• [Your goal]:
Character for character, reproduce every entry below.

____ Data extract

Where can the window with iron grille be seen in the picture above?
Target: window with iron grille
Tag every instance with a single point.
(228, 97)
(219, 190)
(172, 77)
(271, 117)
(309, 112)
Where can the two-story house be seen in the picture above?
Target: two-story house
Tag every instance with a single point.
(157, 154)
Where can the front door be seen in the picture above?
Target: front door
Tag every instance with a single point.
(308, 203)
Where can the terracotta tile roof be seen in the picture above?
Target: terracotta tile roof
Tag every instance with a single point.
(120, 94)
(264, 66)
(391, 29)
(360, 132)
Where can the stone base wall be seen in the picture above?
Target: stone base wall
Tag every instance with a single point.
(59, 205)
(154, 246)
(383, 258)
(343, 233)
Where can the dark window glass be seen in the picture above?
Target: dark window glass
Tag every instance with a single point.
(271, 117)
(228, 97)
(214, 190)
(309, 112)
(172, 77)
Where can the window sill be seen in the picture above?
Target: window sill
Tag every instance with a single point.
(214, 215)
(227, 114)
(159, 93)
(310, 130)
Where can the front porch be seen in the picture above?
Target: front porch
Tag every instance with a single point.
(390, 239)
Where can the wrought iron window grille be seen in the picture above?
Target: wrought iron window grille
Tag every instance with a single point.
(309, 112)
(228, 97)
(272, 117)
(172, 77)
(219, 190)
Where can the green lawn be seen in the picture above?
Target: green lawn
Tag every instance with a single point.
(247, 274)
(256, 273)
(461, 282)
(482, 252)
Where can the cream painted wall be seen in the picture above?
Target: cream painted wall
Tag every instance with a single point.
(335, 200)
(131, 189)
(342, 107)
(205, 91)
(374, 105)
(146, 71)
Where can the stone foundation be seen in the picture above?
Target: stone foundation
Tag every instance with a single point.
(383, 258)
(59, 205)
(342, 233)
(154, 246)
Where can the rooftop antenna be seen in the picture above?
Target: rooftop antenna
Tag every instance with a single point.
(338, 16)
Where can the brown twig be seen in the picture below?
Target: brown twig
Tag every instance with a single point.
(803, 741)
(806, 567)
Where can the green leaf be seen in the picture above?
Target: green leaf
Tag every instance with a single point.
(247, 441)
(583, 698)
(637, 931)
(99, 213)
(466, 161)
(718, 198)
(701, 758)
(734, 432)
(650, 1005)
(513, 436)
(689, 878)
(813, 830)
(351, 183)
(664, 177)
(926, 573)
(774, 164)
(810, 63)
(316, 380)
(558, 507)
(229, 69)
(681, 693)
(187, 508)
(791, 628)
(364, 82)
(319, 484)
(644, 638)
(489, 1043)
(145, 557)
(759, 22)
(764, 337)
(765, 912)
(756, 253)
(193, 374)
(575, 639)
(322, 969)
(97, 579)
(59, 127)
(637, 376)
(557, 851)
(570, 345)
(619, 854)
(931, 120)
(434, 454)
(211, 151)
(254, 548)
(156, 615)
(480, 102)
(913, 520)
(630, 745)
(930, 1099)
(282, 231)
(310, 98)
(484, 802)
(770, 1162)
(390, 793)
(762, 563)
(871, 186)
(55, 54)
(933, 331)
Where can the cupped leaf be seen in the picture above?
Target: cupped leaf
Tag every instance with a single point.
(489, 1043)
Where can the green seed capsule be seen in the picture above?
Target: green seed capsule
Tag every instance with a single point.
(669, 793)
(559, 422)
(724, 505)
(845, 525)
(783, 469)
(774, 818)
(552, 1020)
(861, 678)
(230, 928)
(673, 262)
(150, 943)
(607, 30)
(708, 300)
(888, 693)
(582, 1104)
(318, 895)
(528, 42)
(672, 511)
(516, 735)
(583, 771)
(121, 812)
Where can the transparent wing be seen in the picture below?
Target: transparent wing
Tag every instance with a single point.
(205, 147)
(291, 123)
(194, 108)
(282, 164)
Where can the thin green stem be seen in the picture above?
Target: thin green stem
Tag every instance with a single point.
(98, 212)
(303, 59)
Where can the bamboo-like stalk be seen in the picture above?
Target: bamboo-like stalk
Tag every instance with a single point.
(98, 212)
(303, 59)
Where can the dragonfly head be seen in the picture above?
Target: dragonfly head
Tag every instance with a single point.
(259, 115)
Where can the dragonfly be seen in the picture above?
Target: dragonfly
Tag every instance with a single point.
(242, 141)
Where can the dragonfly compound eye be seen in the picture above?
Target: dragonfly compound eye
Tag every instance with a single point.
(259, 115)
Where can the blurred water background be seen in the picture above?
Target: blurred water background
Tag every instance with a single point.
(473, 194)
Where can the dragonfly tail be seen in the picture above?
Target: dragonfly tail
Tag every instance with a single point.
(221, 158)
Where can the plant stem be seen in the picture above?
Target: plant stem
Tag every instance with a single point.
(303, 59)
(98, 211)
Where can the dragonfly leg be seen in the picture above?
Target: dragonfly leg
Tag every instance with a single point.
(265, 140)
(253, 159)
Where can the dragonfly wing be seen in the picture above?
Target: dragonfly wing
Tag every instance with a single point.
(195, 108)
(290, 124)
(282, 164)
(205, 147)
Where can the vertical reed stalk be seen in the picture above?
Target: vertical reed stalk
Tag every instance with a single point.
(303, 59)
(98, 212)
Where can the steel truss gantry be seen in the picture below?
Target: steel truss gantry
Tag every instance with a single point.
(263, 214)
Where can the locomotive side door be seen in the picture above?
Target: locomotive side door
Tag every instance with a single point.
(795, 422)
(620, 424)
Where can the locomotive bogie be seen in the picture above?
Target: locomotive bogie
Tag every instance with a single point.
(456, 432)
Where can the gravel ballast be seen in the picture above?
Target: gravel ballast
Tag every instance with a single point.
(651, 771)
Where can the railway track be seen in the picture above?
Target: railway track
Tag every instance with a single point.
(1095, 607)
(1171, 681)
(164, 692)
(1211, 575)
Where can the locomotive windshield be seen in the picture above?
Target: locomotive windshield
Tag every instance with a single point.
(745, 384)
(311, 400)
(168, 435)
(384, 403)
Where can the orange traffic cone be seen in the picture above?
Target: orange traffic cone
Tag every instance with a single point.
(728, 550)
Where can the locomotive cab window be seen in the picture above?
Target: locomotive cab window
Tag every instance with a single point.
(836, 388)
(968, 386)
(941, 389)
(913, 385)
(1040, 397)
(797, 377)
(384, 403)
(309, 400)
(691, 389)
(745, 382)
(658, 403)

________

• [Answer box]:
Where can the window with iron grille be seen in the picture above?
Target: window with iron grille
Tag every instance with a single point.
(228, 97)
(219, 190)
(172, 77)
(271, 117)
(309, 112)
Where can the two-story house be seen in the picture above?
Target: two-story house
Tag every instance with a single point.
(157, 154)
Where can the front door be seen in the picture above?
Target: front door
Tag every instance with a single point.
(308, 203)
Where can the terracotta tile roof be seen in the picture above?
Target: terracotta tile roof
Tag every instance with a single point.
(120, 94)
(264, 66)
(391, 29)
(360, 132)
Where can the stone base wall be seen in the picture above?
Target: stone base wall
Tag every instance with a single point.
(59, 205)
(154, 246)
(383, 258)
(343, 233)
Where can the dark window glass be seen in the picture above?
Target: dark window glass
Tag every instance with a single point.
(271, 117)
(228, 97)
(214, 190)
(309, 112)
(172, 77)
Where can the window sill be seen in the picture above?
Target: window sill
Tag every instance with a single point.
(214, 215)
(227, 114)
(159, 93)
(310, 130)
Where can the front porch be seen in the picture above?
Target: front porch
Tag every instance with a single point.
(390, 239)
Where can the wrought iron window grille be seen in the picture above?
Target: wrought iron window grille
Tag every instance with a single point.
(309, 112)
(228, 97)
(272, 117)
(172, 77)
(219, 190)
Where can the green lawn be seen in the picture above?
Target: green lawn
Tag every instance with a single point.
(247, 274)
(256, 273)
(461, 282)
(482, 252)
Where can the cream painted wall be seen in the picture above?
Target: cream painted wall
Tag every instance with a single point.
(335, 200)
(131, 189)
(342, 107)
(205, 91)
(374, 105)
(146, 71)
Where can the stone foundation be seen in the picture above?
Target: stone foundation
Tag every instance with a single point.
(383, 258)
(59, 205)
(342, 233)
(154, 246)
Where can the rooftop antenna be seen in the picture above?
Target: rooftop antenna
Tag every instance with a single point.
(338, 16)
Where can the brown twig be seen in the picture below?
Target: brown twig
Tag every instance with a single point.
(803, 741)
(806, 567)
Where can the green leaf be seen in the picture above?
Target: green leaf
Tag every instance with a single point.
(247, 441)
(583, 698)
(637, 931)
(99, 213)
(466, 161)
(718, 198)
(701, 758)
(734, 432)
(650, 1005)
(513, 436)
(689, 878)
(813, 830)
(351, 183)
(664, 177)
(926, 573)
(774, 164)
(810, 63)
(316, 380)
(558, 507)
(229, 69)
(681, 693)
(187, 508)
(791, 628)
(364, 82)
(319, 484)
(644, 638)
(489, 1043)
(145, 557)
(759, 22)
(764, 337)
(765, 912)
(756, 253)
(193, 374)
(575, 639)
(322, 969)
(97, 579)
(59, 127)
(637, 376)
(557, 851)
(570, 345)
(619, 854)
(931, 120)
(434, 454)
(211, 151)
(254, 548)
(156, 615)
(480, 102)
(913, 520)
(630, 745)
(930, 1099)
(282, 231)
(310, 98)
(484, 802)
(770, 1162)
(390, 793)
(762, 563)
(871, 186)
(55, 54)
(933, 331)
Where can the cupped leaf be seen in the picture above?
Target: cupped leaf
Tag every instance with a single point.
(489, 1043)
Where can the green seed capsule be seen in the picture above?
Target: green seed capsule
Tag every instance with a single point.
(669, 793)
(559, 422)
(724, 505)
(845, 525)
(783, 469)
(774, 818)
(552, 1020)
(861, 678)
(230, 928)
(673, 262)
(150, 943)
(607, 30)
(708, 300)
(888, 693)
(582, 1104)
(318, 895)
(528, 42)
(672, 511)
(516, 735)
(583, 771)
(121, 812)
Where can the transparent wing be seen in the picture below?
Target: transparent wing
Tag every instance with a single point.
(205, 147)
(291, 123)
(194, 108)
(282, 164)
Where can the thin green stem be seen in the picture above?
Target: thin green stem
Tag every instance with a single point.
(98, 212)
(303, 59)
Where can the bamboo-like stalk be seen in the picture above?
Target: bamboo-like stalk
Tag every instance with a single point.
(98, 212)
(303, 59)
Where can the dragonfly head be seen in the picture above?
Target: dragonfly head
Tag every instance with a single point.
(259, 115)
Where can the dragonfly be seen in the picture above?
Target: dragonfly
Tag every instance with a single point.
(242, 141)
Where can the dragonfly compound eye be seen in the picture above?
Target: dragonfly compound eye
Tag every instance with a single point.
(259, 115)
Where can the blurred water background be seen in the picture above?
Target: blurred water background
Tag every instance with a single point.
(473, 194)
Where can the dragonfly tail be seen in the picture above?
Target: dragonfly tail
Tag every instance with a single point.
(221, 158)
Where can the plant stem be seen in the picture above?
Target: plant stem
Tag every instance with a single point.
(303, 59)
(98, 211)
Where can the dragonfly leg be seen in the picture above?
Target: dragonfly leg
Tag every instance with a single point.
(265, 140)
(253, 159)
Where can the dragonfly wing be seen in the picture above?
Target: dragonfly wing
Tag every instance with a single point.
(195, 108)
(290, 124)
(282, 164)
(205, 147)
Where can the vertical reed stalk be seen in the picture above?
Target: vertical reed stalk
Tag every instance with a single point.
(303, 59)
(98, 212)
Where can the steel truss gantry be seen in the picture below?
Target: steel truss gantry
Tag every instance with a single point.
(263, 214)
Where can the locomotive side door be seen in the picture above?
Target: locomotive side door
Tag every instance with a single point.
(795, 422)
(620, 424)
Where can the locomotive bogie be seen in the picture above?
Target: locomotive bogie
Tag every instance with a single point.
(456, 432)
Where can the gravel ballast be seen in the picture above?
Target: gravel ballast
Tag every instance with a single point.
(651, 771)
Where can the railway track be seen in the picture above?
Target: railway track
Tag every instance with a single point.
(1095, 607)
(1171, 681)
(164, 692)
(1211, 575)
Where can the locomotive windshield be seen in the picture above?
Target: locomotive windshield
Tag every instance with a single point.
(745, 384)
(311, 400)
(168, 435)
(384, 403)
Where can the orange traffic cone be seen in the picture above?
Target: orange traffic cone
Tag every instance with a single point.
(728, 550)
Where can the locomotive cab window be seen in the picture above?
Target: locomotive cab window
Tag every instance with a single point.
(836, 388)
(968, 386)
(941, 389)
(913, 385)
(1040, 397)
(797, 377)
(384, 403)
(309, 400)
(691, 389)
(745, 382)
(658, 403)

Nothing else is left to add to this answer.